Given request: Rewrite the rows below as a numbered list, one line per item, dropping every blank line. Leave the pictures out of the list.

Dataset entries:
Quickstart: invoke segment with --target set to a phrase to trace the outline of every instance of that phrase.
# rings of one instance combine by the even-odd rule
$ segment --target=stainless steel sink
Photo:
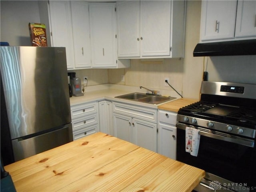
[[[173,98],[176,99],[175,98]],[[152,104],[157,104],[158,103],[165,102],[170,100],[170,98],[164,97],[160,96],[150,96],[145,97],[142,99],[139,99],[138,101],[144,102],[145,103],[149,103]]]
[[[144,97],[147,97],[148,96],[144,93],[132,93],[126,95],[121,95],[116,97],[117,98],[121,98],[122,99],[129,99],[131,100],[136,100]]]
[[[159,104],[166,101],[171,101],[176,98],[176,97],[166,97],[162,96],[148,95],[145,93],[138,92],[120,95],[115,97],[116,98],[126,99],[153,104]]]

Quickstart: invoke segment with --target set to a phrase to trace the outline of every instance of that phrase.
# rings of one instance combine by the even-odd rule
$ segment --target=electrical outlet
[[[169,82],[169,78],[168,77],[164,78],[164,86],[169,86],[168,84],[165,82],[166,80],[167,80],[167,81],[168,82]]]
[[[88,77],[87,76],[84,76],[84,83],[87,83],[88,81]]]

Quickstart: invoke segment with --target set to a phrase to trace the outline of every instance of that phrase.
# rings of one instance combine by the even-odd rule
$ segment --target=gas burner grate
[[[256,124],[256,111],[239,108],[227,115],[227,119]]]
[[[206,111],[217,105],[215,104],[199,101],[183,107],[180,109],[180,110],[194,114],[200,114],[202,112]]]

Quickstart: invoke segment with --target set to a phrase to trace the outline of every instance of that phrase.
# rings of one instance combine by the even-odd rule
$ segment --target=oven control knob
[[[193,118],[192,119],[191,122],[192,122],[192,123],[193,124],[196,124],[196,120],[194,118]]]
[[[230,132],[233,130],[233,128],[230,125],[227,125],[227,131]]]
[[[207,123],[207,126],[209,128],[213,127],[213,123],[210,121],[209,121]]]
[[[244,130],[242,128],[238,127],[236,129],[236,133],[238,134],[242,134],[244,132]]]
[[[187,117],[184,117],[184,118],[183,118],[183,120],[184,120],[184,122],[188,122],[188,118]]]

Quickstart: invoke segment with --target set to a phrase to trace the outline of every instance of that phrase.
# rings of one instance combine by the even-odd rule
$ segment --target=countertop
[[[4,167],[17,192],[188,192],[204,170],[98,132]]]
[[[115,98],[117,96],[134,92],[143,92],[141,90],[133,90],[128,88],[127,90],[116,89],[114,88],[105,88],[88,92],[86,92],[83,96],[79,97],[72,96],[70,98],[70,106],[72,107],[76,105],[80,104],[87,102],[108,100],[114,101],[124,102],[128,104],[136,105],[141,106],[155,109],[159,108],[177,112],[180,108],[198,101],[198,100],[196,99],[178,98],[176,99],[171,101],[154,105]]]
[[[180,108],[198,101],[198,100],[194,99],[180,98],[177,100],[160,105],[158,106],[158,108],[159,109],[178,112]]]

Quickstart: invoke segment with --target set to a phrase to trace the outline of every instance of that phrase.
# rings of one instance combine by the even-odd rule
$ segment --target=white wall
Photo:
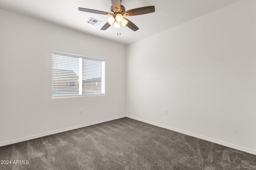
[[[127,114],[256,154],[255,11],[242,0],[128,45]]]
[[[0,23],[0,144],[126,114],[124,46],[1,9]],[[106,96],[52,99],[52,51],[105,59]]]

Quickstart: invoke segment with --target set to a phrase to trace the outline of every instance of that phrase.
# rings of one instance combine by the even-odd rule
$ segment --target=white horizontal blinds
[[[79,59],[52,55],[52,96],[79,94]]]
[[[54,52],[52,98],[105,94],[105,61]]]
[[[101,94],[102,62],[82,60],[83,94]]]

Completed exercise:
1. Quickstart: invoke segment with --target set to a phrase to trace the outline of every instance of that phrase.
2. # rings of one instance combine by the even-odd rule
3. $ segment --target=stainless steel sink
4. Photo:
5. [[[173,98],[176,99],[175,98]],[[152,104],[157,104],[158,103],[165,102],[170,100],[170,98],[164,97],[160,96],[150,96],[145,97],[142,99],[139,99],[138,101],[144,102],[145,103],[149,103]]]
6. [[[144,97],[147,97],[148,96],[144,93],[132,93],[126,95],[121,95],[116,97],[117,98],[121,98],[122,99],[129,99],[131,100],[136,100]]]
7. [[[159,104],[166,101],[171,101],[176,98],[176,97],[166,97],[162,96],[148,95],[145,93],[138,92],[120,95],[115,97],[116,98],[126,99],[153,104]]]
8. Quickstart: invoke segment with --target set to a phrase to trace the outline of every instance of that phrase.
9. # rings of one instance combine by the even-odd rule
10. $ segment --target=electrical outlet
11. [[[169,82],[169,78],[168,77],[164,78],[164,86],[169,86],[168,84],[165,82],[166,80],[167,80],[167,81],[168,82]]]
12. [[[88,77],[87,76],[84,76],[84,83],[87,83],[88,81]]]
13. Quickstart: invoke segment with --target set to a phrase to trace the outline of every instance of that phrase.
14. # rings of one instance combine by the even-odd rule
15. $ segment --target=gas burner grate
16. [[[256,124],[256,111],[239,108],[227,115],[227,119]]]
17. [[[206,111],[217,105],[215,104],[199,101],[183,107],[180,109],[180,110],[194,114],[200,114],[202,112]]]
18. Quickstart: invoke segment with --target set to a phrase to trace the outline of every instance of that phrase.
19. # rings of one instance combine by the even-odd rule
20. $ segment --target=oven control knob
21. [[[193,118],[192,119],[191,122],[192,122],[192,123],[193,124],[196,124],[196,120],[194,118]]]
22. [[[230,132],[233,130],[233,128],[230,125],[227,125],[227,131]]]
23. [[[207,123],[207,126],[209,128],[213,127],[213,123],[210,121],[209,121]]]
24. [[[244,130],[242,128],[238,127],[236,129],[236,133],[238,134],[242,134],[244,132]]]
25. [[[187,117],[184,117],[184,118],[183,118],[183,120],[184,120],[184,122],[188,122],[188,118]]]
26. Quickstart: invoke segment with --target set to a phrase to trace the outline of every instance of that phrase.
27. # rings of one instance combine by the even-odd rule
28. $ segment --target=countertop
29. [[[4,167],[17,192],[188,192],[204,170],[98,132]]]
30. [[[115,98],[117,96],[134,92],[143,92],[141,90],[133,90],[128,88],[127,90],[116,89],[114,88],[105,88],[88,92],[86,92],[83,96],[79,97],[72,96],[70,98],[70,106],[72,107],[76,105],[80,104],[87,102],[108,100],[114,101],[124,102],[128,104],[136,105],[141,106],[155,109],[159,108],[177,112],[180,108],[198,101],[198,100],[196,99],[178,98],[176,99],[171,101],[154,105]]]
31. [[[180,108],[198,101],[198,100],[194,99],[180,98],[177,100],[160,105],[158,106],[158,108],[159,109],[178,112]]]
32. Quickstart: invoke segment with --target set to a phrase to trace the outline of every instance of that phrase.
33. # rings of one instance combine by the even-odd rule
34. $ segment --target=white wall
35. Photo:
36. [[[127,114],[256,154],[255,11],[242,0],[128,45]]]
37. [[[0,23],[0,144],[126,114],[124,46],[1,9]],[[106,96],[52,99],[52,51],[105,59]]]
38. Quickstart: invoke segment with --target set to a phrase to trace the outline of every instance of that phrase.
39. # rings of one instance combine by the even-odd rule
40. $ segment --target=white horizontal blinds
41. [[[79,59],[52,55],[52,96],[79,94]]]
42. [[[54,52],[52,98],[105,94],[105,61]]]
43. [[[101,94],[102,62],[82,60],[83,94]]]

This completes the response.